◆ EXTRAIT DE PAGE:
Les crimes commis par Jean-Claude Romand en janvier 1993 appartiennent à cette catégorie-là. Ils ne risquaient pas de passer inaperçus ni de se perdre dans un oubli irrémédiable. Ils ont eu un grand retentissement et trois ans plus tard le procès Romand en a encore davantage. Ce qui a fasciné chroniqueurs et spectateurs, c'est l'inadéquation totale entre les crimes commis et le motif qui poussait à les commettre. Par l'insignifiance de leurs mobiles, les cinq crimes perpétrés par Jean-Claude Romand constituaient autant d'énigmes.

Le 25 juin 1996 s'ouvre devant la cour d'assises de l'Ain un procès unique en son genre, celui de Jean-Claude Romand, un homme de quarante-deux ans. Le 9 janvier 1993, il a tué sa femme et ses deux enfants à Prévessin-Moëns (Ain), son père, sa mère et son chien à Clairvaux-les-Lacs (Jura), cinq assassinats entrecoupés de temps de pause pendant lesquels il déjeune et regarde la télévision.

Apparemment, il n'a pas tué les siens par haine ou intérêt, mais pour ne pas avoir à leur avouer que toute sa vie n'était qu'une suite d'impostures, de mensonges et d'échecs. Pour sa famille, ses amis et ses voisins, Jean-Claude Romand était un brillant médecin à l'Organisation mondiale de la santé, à Genève, de plus chercheur à l'Institut national de la santé et de la recherche médicale (INSERM). Sa vie se déroulait dans les laboratoires et les colloques. Bernard Kouchner était son ami, le professeur Schwartzenberg, son confident. Son nom avait été prononcé pour la direction de l'INSERM...

[Enregistrements conservés du jeu de données]

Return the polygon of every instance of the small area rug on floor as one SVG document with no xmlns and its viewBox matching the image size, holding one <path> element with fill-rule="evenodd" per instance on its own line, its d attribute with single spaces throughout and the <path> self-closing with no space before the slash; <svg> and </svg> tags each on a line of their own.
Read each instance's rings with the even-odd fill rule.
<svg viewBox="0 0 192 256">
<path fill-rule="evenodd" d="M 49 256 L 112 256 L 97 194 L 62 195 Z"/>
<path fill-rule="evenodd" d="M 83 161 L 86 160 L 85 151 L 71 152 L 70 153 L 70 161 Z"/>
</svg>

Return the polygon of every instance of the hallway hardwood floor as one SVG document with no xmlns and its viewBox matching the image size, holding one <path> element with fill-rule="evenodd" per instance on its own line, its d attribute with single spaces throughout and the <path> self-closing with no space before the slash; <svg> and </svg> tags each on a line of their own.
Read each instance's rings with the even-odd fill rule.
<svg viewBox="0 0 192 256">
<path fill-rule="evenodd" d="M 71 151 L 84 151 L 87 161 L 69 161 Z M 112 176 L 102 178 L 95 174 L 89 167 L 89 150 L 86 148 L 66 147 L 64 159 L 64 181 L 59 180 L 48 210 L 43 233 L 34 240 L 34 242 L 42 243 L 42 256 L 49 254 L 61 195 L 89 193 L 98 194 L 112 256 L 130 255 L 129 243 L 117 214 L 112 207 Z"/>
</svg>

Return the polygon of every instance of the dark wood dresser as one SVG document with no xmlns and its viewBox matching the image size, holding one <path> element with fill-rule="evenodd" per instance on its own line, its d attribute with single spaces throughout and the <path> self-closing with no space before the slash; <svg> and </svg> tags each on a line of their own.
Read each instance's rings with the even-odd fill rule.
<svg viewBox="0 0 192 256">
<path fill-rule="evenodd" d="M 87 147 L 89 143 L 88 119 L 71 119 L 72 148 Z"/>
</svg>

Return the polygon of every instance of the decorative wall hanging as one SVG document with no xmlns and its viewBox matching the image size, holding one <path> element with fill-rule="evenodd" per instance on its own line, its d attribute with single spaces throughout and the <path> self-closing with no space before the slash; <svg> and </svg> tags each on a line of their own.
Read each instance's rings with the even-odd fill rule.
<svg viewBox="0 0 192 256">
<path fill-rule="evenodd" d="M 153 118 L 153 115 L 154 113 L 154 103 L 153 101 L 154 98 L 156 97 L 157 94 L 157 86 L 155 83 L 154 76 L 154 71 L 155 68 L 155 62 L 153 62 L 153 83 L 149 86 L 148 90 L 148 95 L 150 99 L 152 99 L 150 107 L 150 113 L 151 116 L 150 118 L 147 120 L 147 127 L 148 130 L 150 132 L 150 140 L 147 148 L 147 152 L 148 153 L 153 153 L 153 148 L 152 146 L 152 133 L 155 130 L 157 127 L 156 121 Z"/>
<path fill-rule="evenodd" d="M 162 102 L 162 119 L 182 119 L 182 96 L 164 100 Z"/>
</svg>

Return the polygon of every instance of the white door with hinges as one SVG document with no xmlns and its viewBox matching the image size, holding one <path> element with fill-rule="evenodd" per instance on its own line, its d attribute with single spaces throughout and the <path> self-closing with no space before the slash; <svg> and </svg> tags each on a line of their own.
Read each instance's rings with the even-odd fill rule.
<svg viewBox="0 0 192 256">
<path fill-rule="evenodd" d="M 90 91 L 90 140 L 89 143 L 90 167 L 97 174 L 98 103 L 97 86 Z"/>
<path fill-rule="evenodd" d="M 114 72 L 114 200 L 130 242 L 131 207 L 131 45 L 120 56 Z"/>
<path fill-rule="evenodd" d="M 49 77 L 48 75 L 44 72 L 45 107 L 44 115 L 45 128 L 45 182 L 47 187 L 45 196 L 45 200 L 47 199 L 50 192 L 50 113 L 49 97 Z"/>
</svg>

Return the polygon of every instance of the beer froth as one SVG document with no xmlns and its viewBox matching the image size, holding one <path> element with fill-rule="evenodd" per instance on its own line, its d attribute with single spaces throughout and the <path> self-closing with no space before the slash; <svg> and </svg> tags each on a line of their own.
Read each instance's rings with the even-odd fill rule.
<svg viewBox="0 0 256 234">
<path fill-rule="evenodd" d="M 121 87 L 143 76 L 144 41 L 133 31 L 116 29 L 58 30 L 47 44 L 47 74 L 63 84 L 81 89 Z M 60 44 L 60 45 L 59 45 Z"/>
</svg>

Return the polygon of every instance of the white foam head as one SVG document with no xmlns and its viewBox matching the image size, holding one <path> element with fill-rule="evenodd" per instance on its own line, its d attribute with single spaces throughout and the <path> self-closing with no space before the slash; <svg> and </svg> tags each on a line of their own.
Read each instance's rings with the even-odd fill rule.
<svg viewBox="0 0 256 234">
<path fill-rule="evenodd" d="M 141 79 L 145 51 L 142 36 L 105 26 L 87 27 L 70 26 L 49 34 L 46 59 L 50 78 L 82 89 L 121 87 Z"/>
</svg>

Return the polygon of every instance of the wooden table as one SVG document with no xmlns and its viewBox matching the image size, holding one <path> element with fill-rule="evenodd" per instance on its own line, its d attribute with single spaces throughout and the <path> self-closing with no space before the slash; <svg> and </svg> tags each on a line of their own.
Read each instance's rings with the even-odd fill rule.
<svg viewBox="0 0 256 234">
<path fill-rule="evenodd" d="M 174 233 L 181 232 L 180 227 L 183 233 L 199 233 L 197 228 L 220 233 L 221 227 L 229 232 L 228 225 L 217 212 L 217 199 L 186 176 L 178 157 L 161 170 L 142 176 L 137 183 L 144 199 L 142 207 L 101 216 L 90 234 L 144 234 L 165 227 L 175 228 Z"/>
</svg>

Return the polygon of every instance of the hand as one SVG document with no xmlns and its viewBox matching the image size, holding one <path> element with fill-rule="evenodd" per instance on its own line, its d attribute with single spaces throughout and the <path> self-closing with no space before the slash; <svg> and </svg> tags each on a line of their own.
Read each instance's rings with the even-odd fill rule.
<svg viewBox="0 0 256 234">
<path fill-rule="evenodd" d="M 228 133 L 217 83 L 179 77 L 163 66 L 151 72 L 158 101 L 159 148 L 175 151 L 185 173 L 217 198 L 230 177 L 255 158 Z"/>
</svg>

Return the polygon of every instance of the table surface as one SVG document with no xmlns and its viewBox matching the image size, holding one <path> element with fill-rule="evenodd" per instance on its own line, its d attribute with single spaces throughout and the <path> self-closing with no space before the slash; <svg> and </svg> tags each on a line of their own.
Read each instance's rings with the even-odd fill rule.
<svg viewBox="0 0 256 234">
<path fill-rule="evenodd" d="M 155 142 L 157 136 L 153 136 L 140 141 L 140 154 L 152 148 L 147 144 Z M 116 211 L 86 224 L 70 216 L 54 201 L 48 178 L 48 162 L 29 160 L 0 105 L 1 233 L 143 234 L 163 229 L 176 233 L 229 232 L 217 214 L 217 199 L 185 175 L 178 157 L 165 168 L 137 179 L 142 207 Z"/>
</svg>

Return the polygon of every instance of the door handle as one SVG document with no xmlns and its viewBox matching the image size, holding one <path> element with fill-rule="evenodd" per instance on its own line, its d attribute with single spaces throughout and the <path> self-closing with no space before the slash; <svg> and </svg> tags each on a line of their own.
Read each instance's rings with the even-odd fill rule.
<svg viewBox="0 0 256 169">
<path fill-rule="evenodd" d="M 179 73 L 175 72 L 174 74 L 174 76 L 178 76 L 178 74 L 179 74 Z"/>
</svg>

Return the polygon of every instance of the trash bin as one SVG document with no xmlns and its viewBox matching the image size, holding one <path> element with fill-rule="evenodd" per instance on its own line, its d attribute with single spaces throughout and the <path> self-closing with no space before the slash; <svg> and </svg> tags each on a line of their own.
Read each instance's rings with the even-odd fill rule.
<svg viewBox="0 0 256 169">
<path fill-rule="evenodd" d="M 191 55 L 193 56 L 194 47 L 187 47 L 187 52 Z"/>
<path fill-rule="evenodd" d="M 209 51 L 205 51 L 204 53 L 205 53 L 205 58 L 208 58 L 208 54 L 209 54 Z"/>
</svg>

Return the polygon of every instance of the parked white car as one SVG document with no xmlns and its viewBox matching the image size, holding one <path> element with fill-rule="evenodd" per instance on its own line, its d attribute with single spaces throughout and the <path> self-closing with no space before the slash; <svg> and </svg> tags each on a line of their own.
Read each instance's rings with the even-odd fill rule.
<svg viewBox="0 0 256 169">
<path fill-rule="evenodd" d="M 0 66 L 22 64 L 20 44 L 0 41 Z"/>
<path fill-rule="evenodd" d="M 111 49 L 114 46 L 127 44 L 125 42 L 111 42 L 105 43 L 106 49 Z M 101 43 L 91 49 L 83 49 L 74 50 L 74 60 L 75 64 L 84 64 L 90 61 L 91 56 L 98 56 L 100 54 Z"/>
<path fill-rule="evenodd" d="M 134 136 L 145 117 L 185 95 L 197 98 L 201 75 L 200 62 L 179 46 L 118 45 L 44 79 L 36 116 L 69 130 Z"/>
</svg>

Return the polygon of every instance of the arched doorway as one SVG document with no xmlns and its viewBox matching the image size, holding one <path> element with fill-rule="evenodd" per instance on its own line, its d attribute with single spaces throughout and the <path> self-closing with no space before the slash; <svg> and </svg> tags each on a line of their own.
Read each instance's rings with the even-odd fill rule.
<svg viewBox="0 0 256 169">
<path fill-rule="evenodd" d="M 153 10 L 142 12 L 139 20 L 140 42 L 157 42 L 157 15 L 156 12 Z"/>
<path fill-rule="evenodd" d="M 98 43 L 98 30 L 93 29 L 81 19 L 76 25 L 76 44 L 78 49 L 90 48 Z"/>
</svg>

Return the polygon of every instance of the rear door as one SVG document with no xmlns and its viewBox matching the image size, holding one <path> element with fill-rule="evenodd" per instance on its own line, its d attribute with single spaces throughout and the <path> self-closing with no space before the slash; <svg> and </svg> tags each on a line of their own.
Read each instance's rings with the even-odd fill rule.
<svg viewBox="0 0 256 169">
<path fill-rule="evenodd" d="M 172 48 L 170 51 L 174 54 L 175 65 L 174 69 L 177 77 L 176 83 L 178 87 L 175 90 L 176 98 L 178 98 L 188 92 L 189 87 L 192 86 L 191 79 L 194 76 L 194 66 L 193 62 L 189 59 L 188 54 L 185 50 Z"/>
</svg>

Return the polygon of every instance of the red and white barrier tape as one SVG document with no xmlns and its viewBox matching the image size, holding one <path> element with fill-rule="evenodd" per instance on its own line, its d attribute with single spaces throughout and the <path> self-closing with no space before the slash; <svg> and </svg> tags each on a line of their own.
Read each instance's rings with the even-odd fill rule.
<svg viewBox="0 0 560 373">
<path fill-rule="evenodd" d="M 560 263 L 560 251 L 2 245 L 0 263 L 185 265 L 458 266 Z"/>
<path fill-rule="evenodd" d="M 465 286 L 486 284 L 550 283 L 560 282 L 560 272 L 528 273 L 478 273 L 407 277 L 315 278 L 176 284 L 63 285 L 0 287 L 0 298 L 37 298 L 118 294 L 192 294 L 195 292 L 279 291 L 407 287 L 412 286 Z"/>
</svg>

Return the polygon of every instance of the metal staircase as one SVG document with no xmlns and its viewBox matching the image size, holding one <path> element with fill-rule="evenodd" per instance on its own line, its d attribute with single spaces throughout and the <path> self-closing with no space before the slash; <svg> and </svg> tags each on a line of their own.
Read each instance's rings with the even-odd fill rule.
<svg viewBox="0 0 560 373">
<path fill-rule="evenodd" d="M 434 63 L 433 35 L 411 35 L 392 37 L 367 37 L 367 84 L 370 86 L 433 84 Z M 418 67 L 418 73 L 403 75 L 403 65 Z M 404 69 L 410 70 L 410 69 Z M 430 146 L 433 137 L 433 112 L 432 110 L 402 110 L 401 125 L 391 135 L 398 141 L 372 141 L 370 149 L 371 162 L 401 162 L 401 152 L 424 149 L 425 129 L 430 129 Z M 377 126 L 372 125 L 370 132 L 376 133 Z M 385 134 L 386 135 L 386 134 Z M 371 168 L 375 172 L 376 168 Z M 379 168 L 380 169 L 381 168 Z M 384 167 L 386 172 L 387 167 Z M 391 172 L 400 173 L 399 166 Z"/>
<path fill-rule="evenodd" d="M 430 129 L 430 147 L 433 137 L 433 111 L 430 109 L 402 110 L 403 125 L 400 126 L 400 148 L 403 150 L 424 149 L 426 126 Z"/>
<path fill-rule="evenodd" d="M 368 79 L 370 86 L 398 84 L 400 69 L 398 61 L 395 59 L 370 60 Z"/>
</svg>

◆ CONSIGNE:
Recopiez à l'identique le passage du texte sur l'affaire Romand qui commence à « Le 25 juin 1996 » et se termine à « regarde la télévision. ».

◆ RÉPONSE ATTENDUE:
Le 25 juin 1996 s'ouvre devant la cour d'assises de l'Ain un procès unique en son genre, celui de Jean-Claude Romand, un homme de quarante-deux ans. Le 9 janvier 1993, il a tué sa femme et ses deux enfants à Prévessin-Moëns (Ain), son père, sa mère et son chien à Clairvaux-les-Lacs (Jura), cinq assassinats entrecoupés de temps de pause pendant lesquels il déjeune et regarde la télévision.